**GIVEN PASSAGE**

----

In Greek mythology, the Telchines (, Telkhines) were the original inhabitants of the island of Rhodes and were known in Crete and Cyprus.

Family
Their parents were either Pontus and Gaia or Tartarus and Nemesis or else they were born from the blood of castrated Uranus, along with the Erinyes. In another story, there were nine Telchines, children of Thalassa and Pontus; they had flippers instead of hands and the heads of dogs and were known as fish children. In some accounts, Poseidon was described as the Telchines' father.

Names
The following individual names are attested in various sources: Damon (Demonax); Mylas; Atabyrius; Antaeus (Actaeus), Megalesius, Ormenos (Hormenus), Lycus, Nicon and Mimon; Chryson, Argyron and Chalcon. Known female Telchines were Makelo, Dexithea (one of Damon's daughters), Halia and probably Lysagora (the attesting text is severely damaged).

Roles

Ministers of gods 
The Telchines were regarded as the cultivators of the soil and ministers of the gods and as such they came from Crete to Cyprus and from thence to Rhodes or they proceeded from Rhodes to Crete and Boeotia. Rhodes, and in it the three towns of Cameirus, Ialysos, and Lindos (whence the Telchines are called Ialysii), which was their principal seat and was named after them Telchinis (Sicyon also was called Telchinia) and by some accounts, their children were highly worshiped as gods in the said three ancient Rhodian towns. The Telchines abandoned their homes because they foresaw that the island would be inundated and thence they scattered in different directions; Lycus went to Lycia, where he built the temple of the Lycian Apollo. This god had been worshiped by them at Lindos (Apollôn Telchinios) and Hera at Ialysos and Cameiros (Hêra telchinia); and Athena at Teumessus in Boeotia bore the surname of Telchinia. Nymphs also are called after them Telchiniae.

Sorcerers and demons 
The Telchines were also regarded as wizards and envious daemons. Their very eyes and aspect were said to have been destructive. They had it in their power to bring on hail, rain, and snow, and to assume any form they pleased; they further produced a substance poisonous to living things. Thus, they were called Alastores for supervising the ceaseless wanderings of people and Palamnaioi for pouring the water of Styx with their palms and hands in order to make the fields infertile. The Telchines were described to have stings and being rough as the echinoid and thus, their names teliochinous that is “having a poisonous telos like an echinoid”.

Artists 
The Telchines were said to have invented useful arts and institutions which were useful to mankind and to have made images of the gods. Telchines were regarded as excellent metallurgists; various accounts state that they were skilled metal workers in brass and iron and made a trident for Poseidon and a sickle for Cronus, both ceremonial weapons. Together with their help and the Cyclopes, the smith god Hephaestus forged the cursed necklace of Harmonia. Because of their excellent workmanship, the Telchines were maligned by rival workmen and thus received their bad reputation.

----

**AIM 1**
Summarize the passage on the Telchines in two sentences.
The text and the rows were drawn from separate sources.

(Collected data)

----

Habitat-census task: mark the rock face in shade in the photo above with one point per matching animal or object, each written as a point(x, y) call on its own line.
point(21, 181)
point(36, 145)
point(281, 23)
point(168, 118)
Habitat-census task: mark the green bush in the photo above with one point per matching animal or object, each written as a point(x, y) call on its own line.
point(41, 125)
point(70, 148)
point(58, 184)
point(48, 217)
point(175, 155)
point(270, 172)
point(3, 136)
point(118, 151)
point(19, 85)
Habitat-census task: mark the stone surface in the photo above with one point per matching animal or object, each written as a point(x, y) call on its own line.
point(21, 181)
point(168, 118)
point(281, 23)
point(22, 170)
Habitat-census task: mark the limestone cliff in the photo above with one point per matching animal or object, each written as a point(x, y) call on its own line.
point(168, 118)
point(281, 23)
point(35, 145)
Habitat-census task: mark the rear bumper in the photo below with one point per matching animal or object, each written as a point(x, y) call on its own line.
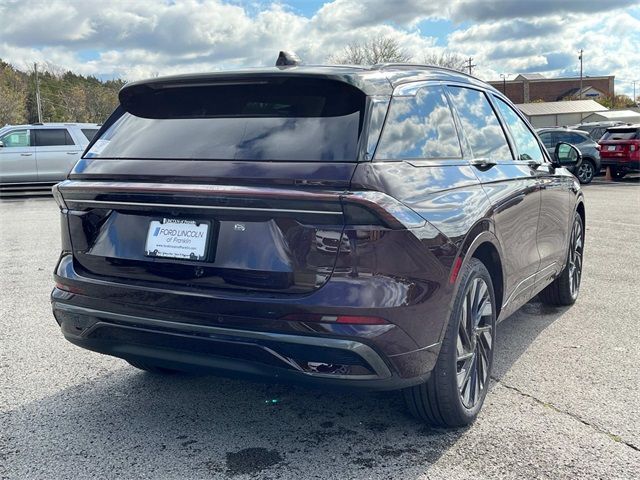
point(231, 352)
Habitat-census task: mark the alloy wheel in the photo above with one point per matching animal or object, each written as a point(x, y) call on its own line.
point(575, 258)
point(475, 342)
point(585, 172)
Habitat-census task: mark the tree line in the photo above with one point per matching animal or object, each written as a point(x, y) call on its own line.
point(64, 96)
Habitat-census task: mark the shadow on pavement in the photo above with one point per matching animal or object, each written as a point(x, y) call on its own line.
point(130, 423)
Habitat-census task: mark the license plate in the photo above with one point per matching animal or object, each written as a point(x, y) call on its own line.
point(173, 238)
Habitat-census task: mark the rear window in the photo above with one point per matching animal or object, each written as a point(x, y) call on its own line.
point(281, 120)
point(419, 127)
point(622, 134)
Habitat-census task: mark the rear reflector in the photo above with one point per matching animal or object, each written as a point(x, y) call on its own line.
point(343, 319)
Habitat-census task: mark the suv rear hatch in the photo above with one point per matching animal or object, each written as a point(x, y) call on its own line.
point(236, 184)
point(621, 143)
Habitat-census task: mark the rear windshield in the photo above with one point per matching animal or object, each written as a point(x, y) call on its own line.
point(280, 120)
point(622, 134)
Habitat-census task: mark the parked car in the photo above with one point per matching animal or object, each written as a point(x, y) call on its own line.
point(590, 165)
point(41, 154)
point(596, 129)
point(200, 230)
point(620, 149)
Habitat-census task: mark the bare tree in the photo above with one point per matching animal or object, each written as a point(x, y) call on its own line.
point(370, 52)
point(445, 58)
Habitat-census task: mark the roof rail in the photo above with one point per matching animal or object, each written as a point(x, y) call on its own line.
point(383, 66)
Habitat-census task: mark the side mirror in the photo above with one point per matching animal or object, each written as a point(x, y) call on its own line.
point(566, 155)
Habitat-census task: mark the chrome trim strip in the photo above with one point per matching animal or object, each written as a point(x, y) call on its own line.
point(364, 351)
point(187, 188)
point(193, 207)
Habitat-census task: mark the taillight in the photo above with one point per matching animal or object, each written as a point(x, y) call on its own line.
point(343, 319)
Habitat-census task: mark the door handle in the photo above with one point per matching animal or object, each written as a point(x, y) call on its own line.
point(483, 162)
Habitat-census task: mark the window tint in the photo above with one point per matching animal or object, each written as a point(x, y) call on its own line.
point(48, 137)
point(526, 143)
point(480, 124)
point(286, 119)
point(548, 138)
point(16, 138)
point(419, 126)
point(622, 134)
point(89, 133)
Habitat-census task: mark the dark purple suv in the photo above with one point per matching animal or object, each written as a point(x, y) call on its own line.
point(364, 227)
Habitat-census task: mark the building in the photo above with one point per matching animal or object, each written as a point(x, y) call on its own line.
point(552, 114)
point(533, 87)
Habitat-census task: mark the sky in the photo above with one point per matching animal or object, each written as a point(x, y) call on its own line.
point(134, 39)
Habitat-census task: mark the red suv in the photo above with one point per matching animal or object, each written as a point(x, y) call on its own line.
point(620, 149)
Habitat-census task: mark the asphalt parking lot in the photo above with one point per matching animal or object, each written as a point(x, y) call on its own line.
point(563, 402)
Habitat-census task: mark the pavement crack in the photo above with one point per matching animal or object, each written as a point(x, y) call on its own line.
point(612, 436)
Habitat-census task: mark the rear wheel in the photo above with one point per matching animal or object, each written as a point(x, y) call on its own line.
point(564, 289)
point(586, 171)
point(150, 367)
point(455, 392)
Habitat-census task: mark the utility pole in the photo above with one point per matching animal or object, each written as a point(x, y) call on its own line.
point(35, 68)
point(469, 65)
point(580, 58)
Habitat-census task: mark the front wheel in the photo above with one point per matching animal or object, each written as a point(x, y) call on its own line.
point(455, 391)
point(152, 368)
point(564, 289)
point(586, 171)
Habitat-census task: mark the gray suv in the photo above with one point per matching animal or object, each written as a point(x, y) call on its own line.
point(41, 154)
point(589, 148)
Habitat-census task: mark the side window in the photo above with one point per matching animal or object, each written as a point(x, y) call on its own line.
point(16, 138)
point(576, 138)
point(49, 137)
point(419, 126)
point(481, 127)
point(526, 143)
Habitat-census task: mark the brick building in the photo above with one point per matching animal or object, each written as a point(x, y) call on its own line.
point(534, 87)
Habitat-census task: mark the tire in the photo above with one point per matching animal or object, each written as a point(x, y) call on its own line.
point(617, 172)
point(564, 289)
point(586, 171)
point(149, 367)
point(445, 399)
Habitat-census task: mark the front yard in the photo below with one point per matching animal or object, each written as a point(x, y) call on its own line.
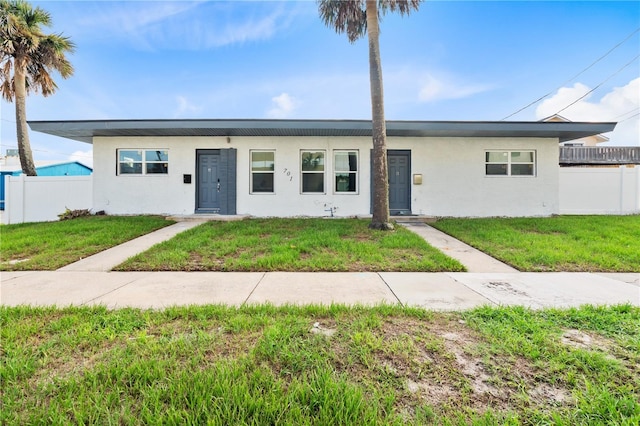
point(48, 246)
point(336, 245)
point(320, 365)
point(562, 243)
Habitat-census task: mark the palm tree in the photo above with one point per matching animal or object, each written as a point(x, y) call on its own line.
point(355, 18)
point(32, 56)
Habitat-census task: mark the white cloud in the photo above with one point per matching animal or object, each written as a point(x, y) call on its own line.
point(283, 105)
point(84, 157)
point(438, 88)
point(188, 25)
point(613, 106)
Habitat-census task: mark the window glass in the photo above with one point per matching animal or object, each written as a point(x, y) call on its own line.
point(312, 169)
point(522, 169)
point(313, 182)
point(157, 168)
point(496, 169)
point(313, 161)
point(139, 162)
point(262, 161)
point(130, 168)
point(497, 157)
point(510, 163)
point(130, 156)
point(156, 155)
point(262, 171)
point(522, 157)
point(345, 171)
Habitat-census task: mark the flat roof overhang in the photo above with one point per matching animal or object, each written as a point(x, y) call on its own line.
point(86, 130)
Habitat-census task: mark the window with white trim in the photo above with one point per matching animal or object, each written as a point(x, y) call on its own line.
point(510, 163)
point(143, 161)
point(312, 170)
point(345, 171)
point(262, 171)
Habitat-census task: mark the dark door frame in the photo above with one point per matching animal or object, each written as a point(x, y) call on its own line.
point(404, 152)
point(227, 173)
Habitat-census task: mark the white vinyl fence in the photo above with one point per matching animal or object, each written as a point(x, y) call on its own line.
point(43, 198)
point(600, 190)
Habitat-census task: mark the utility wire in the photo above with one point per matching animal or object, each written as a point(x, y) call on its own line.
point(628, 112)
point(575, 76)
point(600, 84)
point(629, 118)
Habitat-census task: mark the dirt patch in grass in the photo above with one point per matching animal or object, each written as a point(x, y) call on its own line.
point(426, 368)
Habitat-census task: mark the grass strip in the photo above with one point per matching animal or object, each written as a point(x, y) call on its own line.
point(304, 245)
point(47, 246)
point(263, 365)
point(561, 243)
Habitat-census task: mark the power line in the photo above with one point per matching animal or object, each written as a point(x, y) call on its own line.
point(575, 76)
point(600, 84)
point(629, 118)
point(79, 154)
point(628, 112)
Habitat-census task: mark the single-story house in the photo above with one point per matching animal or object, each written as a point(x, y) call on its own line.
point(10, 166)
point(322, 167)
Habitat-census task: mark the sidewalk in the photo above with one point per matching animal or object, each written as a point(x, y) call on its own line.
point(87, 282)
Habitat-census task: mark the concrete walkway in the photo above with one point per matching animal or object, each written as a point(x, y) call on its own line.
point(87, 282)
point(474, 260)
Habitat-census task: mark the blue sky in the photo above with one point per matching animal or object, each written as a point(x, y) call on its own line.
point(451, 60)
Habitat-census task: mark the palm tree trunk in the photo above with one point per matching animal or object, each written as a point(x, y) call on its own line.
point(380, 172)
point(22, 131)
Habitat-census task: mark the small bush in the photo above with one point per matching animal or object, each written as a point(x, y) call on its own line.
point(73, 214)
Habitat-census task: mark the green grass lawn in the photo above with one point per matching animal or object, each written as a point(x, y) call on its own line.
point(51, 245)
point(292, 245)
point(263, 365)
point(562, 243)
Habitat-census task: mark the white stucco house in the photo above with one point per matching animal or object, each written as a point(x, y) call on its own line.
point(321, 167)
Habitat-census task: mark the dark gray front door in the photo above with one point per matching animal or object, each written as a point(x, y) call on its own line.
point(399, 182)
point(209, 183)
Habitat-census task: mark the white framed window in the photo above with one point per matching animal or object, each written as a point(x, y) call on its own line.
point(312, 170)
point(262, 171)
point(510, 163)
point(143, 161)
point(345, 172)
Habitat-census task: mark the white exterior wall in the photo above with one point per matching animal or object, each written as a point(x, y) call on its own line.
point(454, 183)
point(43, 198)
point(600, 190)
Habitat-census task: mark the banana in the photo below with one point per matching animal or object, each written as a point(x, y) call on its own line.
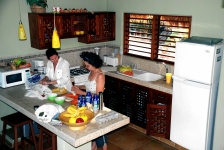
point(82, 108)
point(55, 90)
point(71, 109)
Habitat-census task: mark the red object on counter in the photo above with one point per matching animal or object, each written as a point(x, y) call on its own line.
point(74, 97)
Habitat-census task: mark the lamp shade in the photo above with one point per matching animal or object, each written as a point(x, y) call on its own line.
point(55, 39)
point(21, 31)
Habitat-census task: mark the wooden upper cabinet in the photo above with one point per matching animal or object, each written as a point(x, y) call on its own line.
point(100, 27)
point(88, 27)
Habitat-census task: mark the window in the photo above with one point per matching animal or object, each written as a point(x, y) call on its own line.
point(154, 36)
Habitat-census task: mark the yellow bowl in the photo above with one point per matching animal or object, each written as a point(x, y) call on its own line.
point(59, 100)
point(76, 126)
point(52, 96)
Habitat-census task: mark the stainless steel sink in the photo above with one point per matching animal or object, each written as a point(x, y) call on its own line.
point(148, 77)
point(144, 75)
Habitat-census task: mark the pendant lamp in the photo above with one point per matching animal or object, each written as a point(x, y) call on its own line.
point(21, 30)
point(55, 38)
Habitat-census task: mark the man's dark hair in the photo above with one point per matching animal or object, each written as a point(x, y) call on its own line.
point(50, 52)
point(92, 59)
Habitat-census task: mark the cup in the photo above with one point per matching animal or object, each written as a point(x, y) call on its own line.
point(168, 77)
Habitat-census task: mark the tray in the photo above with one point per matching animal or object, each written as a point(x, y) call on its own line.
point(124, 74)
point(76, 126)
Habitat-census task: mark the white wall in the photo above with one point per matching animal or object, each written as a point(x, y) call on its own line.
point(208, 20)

----

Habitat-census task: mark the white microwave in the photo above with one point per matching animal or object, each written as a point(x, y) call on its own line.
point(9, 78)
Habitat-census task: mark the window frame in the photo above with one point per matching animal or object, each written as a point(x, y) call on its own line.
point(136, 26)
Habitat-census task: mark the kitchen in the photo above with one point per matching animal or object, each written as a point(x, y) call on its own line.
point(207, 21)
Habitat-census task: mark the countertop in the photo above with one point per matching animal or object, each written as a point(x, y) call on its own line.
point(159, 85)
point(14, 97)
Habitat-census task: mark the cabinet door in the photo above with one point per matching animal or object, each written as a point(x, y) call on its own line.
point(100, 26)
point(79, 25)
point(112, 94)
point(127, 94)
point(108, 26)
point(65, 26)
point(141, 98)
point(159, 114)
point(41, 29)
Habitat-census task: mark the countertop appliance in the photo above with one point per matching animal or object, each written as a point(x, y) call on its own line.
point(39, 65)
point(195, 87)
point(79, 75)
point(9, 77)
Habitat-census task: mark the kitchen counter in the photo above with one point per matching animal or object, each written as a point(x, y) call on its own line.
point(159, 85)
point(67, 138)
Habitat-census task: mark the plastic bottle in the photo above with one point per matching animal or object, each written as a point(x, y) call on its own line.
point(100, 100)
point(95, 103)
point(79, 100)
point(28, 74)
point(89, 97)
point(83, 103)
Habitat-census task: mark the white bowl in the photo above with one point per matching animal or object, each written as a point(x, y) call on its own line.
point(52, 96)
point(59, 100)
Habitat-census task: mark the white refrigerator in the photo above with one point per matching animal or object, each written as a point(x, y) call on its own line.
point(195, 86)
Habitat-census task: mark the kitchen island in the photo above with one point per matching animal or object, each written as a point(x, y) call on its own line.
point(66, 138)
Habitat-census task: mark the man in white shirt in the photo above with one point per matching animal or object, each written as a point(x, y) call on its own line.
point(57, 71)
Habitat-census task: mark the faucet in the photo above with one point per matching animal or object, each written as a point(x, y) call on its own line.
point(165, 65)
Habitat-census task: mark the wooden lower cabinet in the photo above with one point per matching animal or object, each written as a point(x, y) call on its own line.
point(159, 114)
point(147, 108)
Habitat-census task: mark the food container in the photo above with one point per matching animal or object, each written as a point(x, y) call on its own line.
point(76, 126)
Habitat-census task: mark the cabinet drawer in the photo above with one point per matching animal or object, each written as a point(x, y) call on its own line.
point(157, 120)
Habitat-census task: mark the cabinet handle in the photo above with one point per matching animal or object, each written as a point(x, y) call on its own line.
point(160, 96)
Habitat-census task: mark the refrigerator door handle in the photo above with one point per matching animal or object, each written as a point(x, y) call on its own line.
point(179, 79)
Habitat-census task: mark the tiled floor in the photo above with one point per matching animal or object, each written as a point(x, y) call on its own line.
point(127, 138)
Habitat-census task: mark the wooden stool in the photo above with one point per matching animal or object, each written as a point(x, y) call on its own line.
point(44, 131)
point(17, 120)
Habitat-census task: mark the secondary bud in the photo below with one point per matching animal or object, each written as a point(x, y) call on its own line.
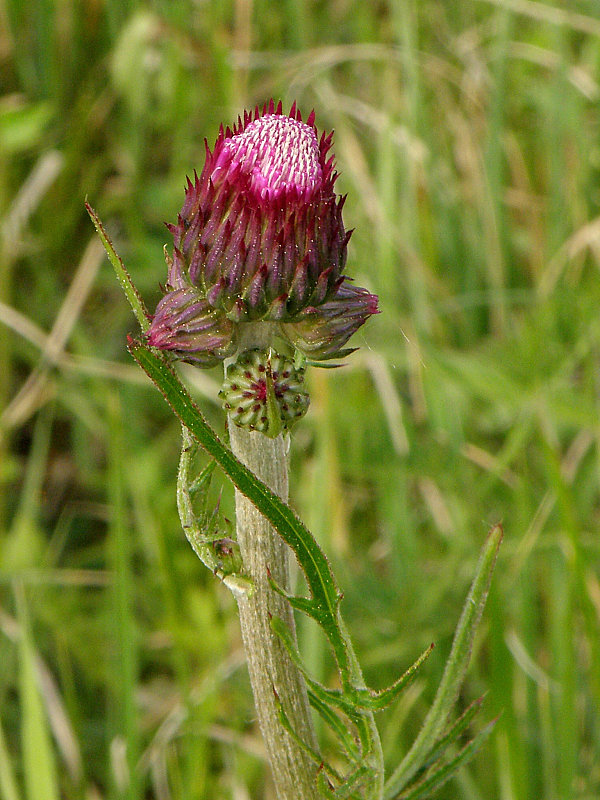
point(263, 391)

----

**AIM 2**
Transcribe the rows word for word, starting at the line that contains "Habitat-census task: mark the tree" and ending at the line that contains "point(130, 423)", with both of those lines included.

**WRITTEN REPLY 1**
In Greek mythology, the Telchines were the original inhabitants of Rhodes and were also known in Crete and Cyprus, though accounts differ on who their parents were. They were regarded as cultivators of the soil and ministers of the gods, as wizards and envious daemons who could bring on hail, rain, and snow, and as skilled metalworkers who made a trident for Poseidon and a sickle for Cronus.

**WRITTEN REPLY 2**
Habitat-census task: mark the tree line in the photo above with one point per matching animal or object, each written as a point(x, y) call on its own line.
point(64, 96)
Habitat-census task: mark the shadow on pavement in the photo above with one point per matching animal or object, each written as a point(x, y) call on its own line.
point(130, 423)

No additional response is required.